>> BEGIN EXCERPTED DATA

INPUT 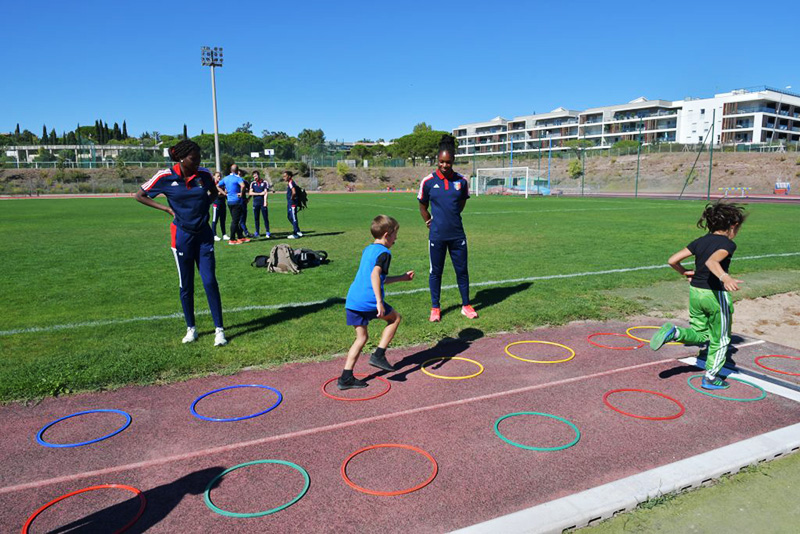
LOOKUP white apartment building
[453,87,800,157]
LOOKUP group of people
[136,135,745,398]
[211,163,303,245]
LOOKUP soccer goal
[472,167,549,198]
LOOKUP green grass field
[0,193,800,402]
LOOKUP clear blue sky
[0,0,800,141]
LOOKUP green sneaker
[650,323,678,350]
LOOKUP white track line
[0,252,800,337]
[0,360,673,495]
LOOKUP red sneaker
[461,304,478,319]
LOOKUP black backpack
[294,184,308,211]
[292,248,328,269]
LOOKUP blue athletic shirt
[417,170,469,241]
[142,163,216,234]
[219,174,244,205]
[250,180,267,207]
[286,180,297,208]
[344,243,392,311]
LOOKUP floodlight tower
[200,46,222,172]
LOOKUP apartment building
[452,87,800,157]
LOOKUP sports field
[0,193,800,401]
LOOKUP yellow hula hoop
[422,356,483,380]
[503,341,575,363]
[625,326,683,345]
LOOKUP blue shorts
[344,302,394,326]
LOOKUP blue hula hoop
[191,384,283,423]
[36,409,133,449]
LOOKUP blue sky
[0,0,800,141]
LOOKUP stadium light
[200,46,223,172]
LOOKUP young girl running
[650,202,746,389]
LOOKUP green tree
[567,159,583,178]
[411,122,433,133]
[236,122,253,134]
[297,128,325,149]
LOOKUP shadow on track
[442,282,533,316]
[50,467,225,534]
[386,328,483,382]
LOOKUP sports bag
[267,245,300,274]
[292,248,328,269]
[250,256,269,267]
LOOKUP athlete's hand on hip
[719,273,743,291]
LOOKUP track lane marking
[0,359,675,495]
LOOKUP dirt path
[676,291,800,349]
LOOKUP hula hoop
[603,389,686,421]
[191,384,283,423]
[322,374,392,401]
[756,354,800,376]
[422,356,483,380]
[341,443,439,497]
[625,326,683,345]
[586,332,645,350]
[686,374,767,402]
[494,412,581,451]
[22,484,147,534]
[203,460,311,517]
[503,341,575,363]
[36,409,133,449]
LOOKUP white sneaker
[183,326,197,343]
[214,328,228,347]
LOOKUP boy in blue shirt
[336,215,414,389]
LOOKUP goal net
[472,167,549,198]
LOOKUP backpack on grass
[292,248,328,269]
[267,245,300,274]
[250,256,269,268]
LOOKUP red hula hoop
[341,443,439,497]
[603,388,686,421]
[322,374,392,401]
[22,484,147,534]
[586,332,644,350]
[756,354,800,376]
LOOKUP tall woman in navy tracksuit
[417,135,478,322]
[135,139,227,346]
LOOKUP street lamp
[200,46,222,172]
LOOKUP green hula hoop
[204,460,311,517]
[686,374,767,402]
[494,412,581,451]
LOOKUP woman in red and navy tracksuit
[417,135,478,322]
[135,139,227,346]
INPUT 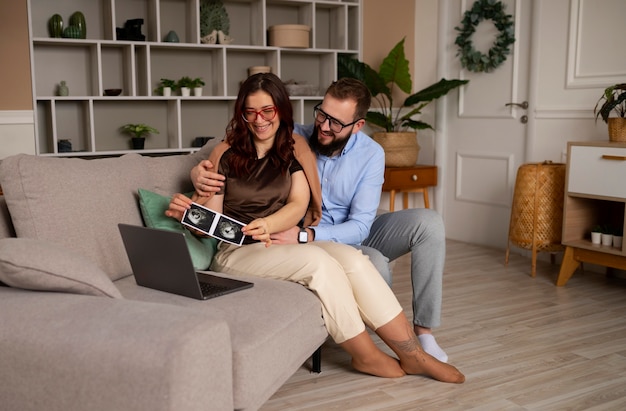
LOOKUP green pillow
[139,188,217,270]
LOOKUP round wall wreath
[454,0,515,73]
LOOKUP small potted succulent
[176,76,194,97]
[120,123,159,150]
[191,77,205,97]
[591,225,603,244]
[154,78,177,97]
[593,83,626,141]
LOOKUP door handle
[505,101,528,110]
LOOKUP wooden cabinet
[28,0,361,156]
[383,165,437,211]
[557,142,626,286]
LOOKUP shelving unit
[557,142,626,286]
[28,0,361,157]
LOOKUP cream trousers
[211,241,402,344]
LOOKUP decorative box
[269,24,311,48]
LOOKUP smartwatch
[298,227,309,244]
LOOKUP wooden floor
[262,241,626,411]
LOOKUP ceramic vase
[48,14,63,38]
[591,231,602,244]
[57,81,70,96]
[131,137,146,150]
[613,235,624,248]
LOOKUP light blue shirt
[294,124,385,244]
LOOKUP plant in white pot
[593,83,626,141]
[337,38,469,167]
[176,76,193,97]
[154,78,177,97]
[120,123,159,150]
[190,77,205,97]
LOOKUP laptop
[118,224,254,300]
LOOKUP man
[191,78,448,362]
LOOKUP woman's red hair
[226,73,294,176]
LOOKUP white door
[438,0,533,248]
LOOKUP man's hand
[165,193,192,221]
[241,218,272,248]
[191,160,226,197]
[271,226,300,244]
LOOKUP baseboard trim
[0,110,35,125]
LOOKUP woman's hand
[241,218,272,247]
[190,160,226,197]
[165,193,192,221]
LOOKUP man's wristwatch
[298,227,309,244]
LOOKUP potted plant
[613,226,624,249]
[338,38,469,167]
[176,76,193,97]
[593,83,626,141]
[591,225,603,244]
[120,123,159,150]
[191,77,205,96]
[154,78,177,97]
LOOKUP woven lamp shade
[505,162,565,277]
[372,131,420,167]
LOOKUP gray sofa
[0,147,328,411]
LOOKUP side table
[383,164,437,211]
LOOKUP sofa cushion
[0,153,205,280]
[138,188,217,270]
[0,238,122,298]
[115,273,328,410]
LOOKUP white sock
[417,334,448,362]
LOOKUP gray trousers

>> END EXCERPTED DATA

AIM OF THE TASK:
Reproduce the data from its first line through the line holding "[344,243,392,311]", inclusive, leaving the pictures out.

ANSWER BELOW:
INPUT 
LOOKUP white apartment building
[453,87,800,157]
LOOKUP group of people
[136,135,745,398]
[211,163,303,245]
LOOKUP soccer goal
[472,167,549,198]
LOOKUP green grass field
[0,193,800,402]
LOOKUP clear blue sky
[0,0,800,141]
LOOKUP green sneaker
[650,323,678,350]
LOOKUP white track line
[0,252,800,337]
[0,360,673,495]
LOOKUP red sneaker
[461,304,478,319]
LOOKUP black backpack
[294,184,308,211]
[292,248,328,269]
LOOKUP blue athletic shirt
[417,170,469,241]
[142,163,216,234]
[219,174,244,205]
[250,180,267,207]
[286,180,297,208]
[344,243,392,311]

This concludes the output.